===== Dataset rows
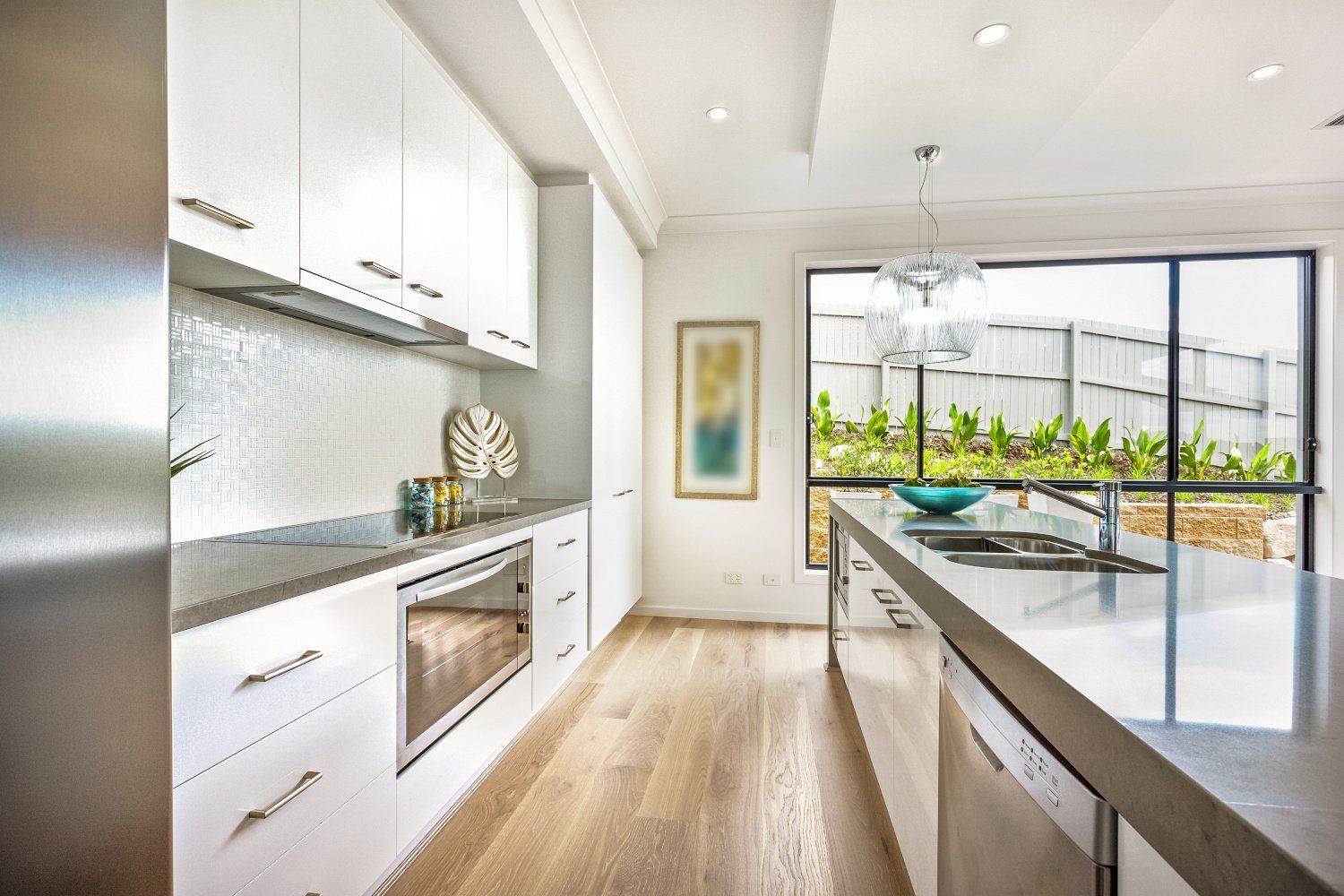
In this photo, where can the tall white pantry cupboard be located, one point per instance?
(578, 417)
==========
===== Dataset rows
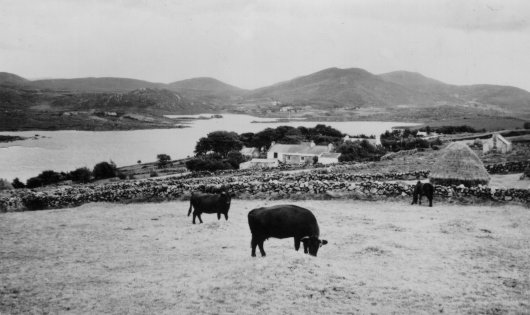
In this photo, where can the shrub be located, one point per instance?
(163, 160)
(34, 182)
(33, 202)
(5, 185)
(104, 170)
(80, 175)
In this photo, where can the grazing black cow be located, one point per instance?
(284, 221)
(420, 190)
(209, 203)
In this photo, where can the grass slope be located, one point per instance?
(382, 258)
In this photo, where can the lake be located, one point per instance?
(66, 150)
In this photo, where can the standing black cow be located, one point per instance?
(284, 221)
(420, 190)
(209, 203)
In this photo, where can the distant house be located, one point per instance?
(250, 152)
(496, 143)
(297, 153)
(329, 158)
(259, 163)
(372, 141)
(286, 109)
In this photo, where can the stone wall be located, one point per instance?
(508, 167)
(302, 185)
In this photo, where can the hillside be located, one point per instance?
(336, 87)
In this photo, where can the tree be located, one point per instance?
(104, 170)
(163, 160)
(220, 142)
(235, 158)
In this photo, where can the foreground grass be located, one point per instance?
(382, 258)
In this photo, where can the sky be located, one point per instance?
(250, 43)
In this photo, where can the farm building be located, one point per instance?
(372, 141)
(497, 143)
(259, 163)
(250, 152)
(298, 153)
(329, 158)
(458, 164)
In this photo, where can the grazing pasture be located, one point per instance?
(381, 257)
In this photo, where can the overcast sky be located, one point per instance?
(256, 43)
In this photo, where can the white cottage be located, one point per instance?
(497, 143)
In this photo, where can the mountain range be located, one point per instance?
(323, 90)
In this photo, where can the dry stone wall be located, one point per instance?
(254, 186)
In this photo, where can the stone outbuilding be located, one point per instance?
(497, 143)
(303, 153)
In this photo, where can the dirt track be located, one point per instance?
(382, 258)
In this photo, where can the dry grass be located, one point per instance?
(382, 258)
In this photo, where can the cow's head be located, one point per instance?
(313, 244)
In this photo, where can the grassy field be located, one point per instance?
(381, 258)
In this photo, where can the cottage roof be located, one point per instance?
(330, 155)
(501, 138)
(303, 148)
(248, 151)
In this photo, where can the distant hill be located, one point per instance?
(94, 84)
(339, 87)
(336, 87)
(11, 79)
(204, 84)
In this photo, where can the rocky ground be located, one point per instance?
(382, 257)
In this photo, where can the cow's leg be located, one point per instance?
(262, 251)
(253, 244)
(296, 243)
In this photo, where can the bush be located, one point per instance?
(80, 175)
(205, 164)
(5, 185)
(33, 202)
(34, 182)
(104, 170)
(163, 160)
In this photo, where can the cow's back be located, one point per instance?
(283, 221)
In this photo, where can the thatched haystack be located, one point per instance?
==========
===== Dataset rows
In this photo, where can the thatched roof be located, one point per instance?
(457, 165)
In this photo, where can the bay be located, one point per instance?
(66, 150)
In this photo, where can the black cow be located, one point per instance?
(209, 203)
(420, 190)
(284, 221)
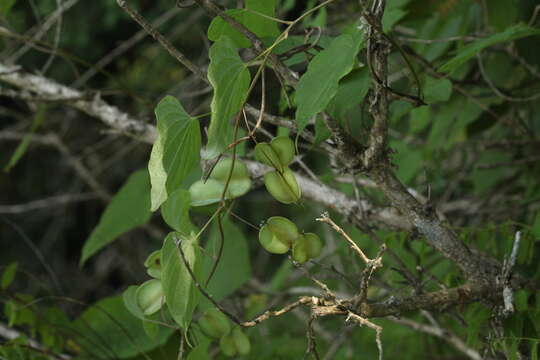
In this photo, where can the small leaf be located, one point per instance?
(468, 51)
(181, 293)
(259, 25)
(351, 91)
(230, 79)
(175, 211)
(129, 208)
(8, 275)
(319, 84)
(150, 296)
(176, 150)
==========
Stated task -
Switch "bush" to "shrub" in the material between the lines holding "In this photo, where can the bush" and "In this photo, where can the thatched haystack", inclusive, and give those lines back with nothing else altered.

Expected answer -
In this photo, where can the shrub be located, one point per instance?
(80, 175)
(205, 164)
(5, 185)
(33, 202)
(34, 182)
(104, 170)
(163, 160)
In this photo, where can the cow's back be located, one point per instance?
(283, 221)
In this photo, where can the thatched haystack be located, one point per instance?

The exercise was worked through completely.